-- Extract to read --
■ ■ ■ ■ ■ ■ ■
Single by ABC

from the album How to Be a ... Zillionaire!
- B-side: "Tower of London"
- Released: 3 January 1986
- Recorded: December 1984
- Length: 3:36
- Label: Neutron; Mercury;
- Songwriter(s): Martin Fry; Mark White;
- Producer(s): Martin Fry; Mark White;

ABC singles chronology
| "Vanity Kills" (1985) | "Ocean Blue" (1986) | "When Smokey Sings" (1987) |

= Ocean Blue (song) =

"Ocean Blue" is a song by the English pop band ABC, released as the fourth single from their third studio album, How to Be a ... Zillionaire!.

The song peaked at No. 51 on the UK Singles Chart; the song failed to chart on the Billboard Hot 100. The single was the only single from the album not to chart on the Hot 100; their next single to chart there would be "When Smokey Sings" the following year.
■ ■ ■ ■ ■ ■ ■
-- Problems to work on --
**A)** List every song title that the article on "Ocean Blue" names, excluding the album title.
**B)** Transcribe the article on "Ocean Blue" from the words "ABC singles chronology" up to and including the words "a ... Zillionaire!.".
■ ■ ■ ■ ■ ■ ■
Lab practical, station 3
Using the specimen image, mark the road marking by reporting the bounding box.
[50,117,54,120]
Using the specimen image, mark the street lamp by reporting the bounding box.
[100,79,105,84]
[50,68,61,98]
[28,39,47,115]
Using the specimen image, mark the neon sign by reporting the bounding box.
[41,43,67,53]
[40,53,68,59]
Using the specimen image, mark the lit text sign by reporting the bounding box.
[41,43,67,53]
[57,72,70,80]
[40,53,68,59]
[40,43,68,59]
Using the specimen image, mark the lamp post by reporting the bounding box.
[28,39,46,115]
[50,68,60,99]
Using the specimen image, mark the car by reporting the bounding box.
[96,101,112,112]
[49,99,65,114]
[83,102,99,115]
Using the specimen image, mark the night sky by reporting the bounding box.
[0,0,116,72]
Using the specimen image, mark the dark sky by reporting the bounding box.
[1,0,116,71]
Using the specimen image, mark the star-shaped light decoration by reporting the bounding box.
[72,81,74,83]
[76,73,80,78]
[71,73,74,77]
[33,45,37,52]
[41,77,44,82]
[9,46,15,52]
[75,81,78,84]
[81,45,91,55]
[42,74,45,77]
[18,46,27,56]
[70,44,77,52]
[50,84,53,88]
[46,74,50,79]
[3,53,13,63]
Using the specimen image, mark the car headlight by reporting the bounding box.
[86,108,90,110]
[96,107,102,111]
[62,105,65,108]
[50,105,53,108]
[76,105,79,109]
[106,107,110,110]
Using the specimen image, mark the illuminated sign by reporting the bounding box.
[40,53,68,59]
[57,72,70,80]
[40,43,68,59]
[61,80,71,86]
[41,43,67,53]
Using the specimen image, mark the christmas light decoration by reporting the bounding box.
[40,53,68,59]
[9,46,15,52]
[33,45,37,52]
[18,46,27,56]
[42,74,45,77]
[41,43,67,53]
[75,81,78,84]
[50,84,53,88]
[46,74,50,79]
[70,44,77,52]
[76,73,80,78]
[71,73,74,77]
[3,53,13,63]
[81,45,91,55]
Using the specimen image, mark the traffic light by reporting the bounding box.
■ ■ ■ ■ ■ ■ ■
-- Expected responses --
**A)** "Ocean Blue", "Tower of London", "Vanity Kills", "When Smokey Sings"

**B)**
ABC singles chronology
| "Vanity Kills" (1985) | "Ocean Blue" (1986) | "When Smokey Sings" (1987) |

= Ocean Blue (song) =

"Ocean Blue" is a song by the English pop band ABC, released as the fourth single from their third studio album, How to Be a ... Zillionaire!.